** Start of MATERIAL PROVIDED **

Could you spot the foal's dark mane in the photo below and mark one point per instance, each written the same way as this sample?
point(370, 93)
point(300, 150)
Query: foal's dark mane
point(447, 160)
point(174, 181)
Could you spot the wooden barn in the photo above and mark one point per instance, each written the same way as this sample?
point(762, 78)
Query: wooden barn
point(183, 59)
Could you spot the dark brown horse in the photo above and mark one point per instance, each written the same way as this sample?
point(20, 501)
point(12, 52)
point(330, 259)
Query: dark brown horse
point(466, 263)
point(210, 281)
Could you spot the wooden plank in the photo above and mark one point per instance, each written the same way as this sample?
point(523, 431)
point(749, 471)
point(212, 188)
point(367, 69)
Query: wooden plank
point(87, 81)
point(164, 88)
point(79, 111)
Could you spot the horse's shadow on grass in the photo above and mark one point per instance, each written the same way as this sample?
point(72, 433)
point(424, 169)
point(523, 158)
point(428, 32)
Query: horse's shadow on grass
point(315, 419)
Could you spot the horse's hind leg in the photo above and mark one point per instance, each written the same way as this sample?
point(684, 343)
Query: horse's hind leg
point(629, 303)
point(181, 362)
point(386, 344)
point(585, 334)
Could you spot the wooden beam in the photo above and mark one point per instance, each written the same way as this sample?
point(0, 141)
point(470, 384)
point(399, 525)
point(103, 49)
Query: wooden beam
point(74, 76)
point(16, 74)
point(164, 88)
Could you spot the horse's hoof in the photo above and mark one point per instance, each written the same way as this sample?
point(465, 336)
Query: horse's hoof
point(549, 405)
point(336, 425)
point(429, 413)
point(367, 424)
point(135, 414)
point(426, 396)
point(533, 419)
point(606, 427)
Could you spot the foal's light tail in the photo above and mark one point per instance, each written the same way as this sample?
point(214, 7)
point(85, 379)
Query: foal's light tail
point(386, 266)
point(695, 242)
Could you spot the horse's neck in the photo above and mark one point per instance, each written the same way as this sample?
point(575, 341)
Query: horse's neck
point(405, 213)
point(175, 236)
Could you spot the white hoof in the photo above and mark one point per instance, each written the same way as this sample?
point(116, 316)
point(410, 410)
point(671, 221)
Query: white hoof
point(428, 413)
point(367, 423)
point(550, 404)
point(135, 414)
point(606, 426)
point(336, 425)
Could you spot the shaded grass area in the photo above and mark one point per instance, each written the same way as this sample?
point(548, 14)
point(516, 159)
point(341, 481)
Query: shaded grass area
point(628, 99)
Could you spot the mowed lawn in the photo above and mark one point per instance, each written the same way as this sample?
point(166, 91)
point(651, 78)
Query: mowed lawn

** End of MATERIAL PROVIDED **

● **GOAL OF THE EXERCISE**: Rescale everything from the line containing "Could you spot the horse's hoof" down to the line containing "point(533, 419)", both included, and give only those lines again. Keep the requests and their sample points unchanged, but multiply every coordinate in the answers by 2.2 and round to whole numbers, with halves rounding up.

● **REPLY**:
Could you spot the horse's hoof in the photo above and mark one point per instance, each written the same way as this sample?
point(465, 336)
Query: horse's hoof
point(1208, 891)
point(739, 935)
point(944, 909)
point(807, 933)
point(297, 911)
point(937, 871)
point(1173, 922)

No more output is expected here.